All of the data below should be returned exactly.

------ Entries supplied

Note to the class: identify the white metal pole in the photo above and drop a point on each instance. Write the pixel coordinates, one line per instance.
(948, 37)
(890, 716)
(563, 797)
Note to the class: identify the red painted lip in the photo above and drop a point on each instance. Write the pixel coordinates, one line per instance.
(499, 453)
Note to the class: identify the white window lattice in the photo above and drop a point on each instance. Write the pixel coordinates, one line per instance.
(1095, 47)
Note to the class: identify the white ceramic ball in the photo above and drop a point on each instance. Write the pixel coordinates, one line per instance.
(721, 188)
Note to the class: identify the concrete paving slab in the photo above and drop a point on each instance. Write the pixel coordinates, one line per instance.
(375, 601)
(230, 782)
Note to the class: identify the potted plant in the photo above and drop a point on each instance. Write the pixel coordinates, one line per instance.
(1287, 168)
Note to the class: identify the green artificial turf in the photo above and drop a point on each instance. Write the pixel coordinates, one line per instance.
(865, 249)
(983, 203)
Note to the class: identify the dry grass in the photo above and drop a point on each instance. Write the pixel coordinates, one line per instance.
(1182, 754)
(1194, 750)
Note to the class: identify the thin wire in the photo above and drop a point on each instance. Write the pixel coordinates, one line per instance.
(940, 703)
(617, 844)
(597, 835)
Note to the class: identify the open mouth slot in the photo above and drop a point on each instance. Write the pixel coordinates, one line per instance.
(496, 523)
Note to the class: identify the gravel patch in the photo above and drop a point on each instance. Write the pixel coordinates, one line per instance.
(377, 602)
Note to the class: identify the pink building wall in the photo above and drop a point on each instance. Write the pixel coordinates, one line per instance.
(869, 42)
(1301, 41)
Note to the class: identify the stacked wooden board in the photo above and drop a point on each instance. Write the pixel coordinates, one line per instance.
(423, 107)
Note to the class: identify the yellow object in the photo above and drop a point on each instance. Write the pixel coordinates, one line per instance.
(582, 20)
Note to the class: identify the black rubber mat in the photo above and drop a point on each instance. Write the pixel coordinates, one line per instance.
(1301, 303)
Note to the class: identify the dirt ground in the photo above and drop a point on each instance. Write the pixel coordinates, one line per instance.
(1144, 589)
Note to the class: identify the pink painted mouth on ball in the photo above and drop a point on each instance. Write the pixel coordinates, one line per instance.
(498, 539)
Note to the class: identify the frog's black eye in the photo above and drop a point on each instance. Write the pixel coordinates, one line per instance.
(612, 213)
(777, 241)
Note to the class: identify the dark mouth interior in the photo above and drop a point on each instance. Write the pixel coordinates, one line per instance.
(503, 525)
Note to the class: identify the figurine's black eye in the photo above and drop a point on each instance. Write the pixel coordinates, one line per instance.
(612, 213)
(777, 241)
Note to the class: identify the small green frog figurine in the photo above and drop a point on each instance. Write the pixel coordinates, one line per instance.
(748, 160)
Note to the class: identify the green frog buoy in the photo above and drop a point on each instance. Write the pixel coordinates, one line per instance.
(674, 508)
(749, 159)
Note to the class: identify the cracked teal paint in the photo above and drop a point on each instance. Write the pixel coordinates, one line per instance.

------------

> _Answer for this exercise_:
Note to the class: identify the white metal pole in the photo above and drop a point on each instance. Write the pixel coordinates, one line per instance.
(948, 37)
(890, 716)
(563, 797)
Note to the class: identify the red painted lip in the photo above and drop a point on each instance. Write the pixel coordinates, one line per instance.
(499, 453)
Note to the class: identify the white window lattice in the photo above and drop a point on each instance. Write the pixel coordinates, one line per instance.
(1095, 47)
Note to the class: identify the white ceramic ball in the photo above and drop a point on each instance. Write the pixel coordinates, one line per instance.
(721, 188)
Note to the class: identify the concrete paving slab in the photo above and drop a point on each instance. Write the pixel coordinates, one line per instance.
(375, 601)
(230, 782)
Note to the class: identify the potted plant in the photo above and drop a point on each instance. Write the pixel coordinates, one line per instance.
(1287, 168)
Note to the class: identify the green artificial turf in the photo above and drop a point on each instance. Write the pixel coordinates, one line per instance.
(865, 249)
(983, 203)
Note to the class: identify the dry grass in the photo above and drop a point on each instance. Write the pixel coordinates, one line per instance.
(1182, 754)
(1194, 750)
Note to the class: identify the thin wire in the photo above and drop a point on each instance. Write the pixel coordinates, one line per instance.
(940, 703)
(617, 844)
(597, 835)
Note to the class: identify the open mouth slot in the photo above and drop a point on each instance. Write the pixel coordinates, one line per instance.
(496, 523)
Note to the class: identify the gravel patch in the photo above and drop a point on each instance. Write the pixel coordinates, one line per instance.
(377, 602)
Note to the class: identify the pink building wall in the photo above and drop a point on each instance. Write the pixel coordinates, one line per instance.
(869, 42)
(1301, 41)
Note to the class: identify the stacked wooden board in the photo above and drop a point on each instance. Write the pixel coordinates, one line per instance.
(423, 107)
Note to the class: identify the yellow object in the photo above and drop a point on each instance. Write the pixel coordinates, one line per instance.
(582, 20)
Note to the class: identify the black rubber mat in the photo above and drop a point on each instance. Write the pixel coordinates, one line per instance.
(1301, 303)
Note to the class: identify the dirt ground in the photo above and drop a point on each instance. Write the pixel coordinates, one line per instance.
(1144, 589)
Note to the class: identify the pink painted mouth on ball in the photo above and drop a point on each instance. Write the pixel coordinates, one line per instance.
(498, 539)
Note to the class: identify the frog's black eye in the photo above and drop a point on each instance. Write the pixel coordinates, one line per instance.
(612, 213)
(777, 241)
Note to the class: identify the dark mouth interior in the photo above and drop a point on each instance. Write the pixel coordinates, one line per instance.
(503, 525)
Note to the class: identify the figurine's black eye in the photo above and drop a point on each instance. Write the pixel coordinates, one line per instance.
(612, 213)
(777, 241)
Note to the class: identify the small green frog figurine in the photo above and drop a point on each instance. Write the pixel coordinates, one line per instance.
(748, 160)
Note to the class: identify the green frog buoy in the photo above and drop a point on each instance. Write the pixel coordinates, one line per instance.
(674, 508)
(749, 159)
Note to the class: identify the cracked teal paint in the photo above and drop a point on each instance. Write the pixel coordinates, one line per instance.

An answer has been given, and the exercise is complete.